= Aim of the exercise =
The expected output is exactly the lines below, starting at the line with "Target: man in green shirt" and ending at the line with "Target: wooden boat hull", both included; no other line belongs in it.

= Records contained in a dataset =
--*--
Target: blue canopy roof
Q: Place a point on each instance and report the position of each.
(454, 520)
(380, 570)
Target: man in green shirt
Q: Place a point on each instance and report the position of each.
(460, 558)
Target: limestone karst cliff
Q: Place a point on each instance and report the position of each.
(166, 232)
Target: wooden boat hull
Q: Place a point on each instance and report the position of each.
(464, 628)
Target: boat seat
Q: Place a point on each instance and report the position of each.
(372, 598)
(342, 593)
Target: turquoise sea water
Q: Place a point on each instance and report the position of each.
--*--
= Answer for the task =
Target: man in green shirt
Q: Place a point on each instance and report the position of each.
(460, 558)
Target: limestone karst cliff
Q: Place a point on each instance and report the position of each.
(166, 232)
Target: wooden boat hull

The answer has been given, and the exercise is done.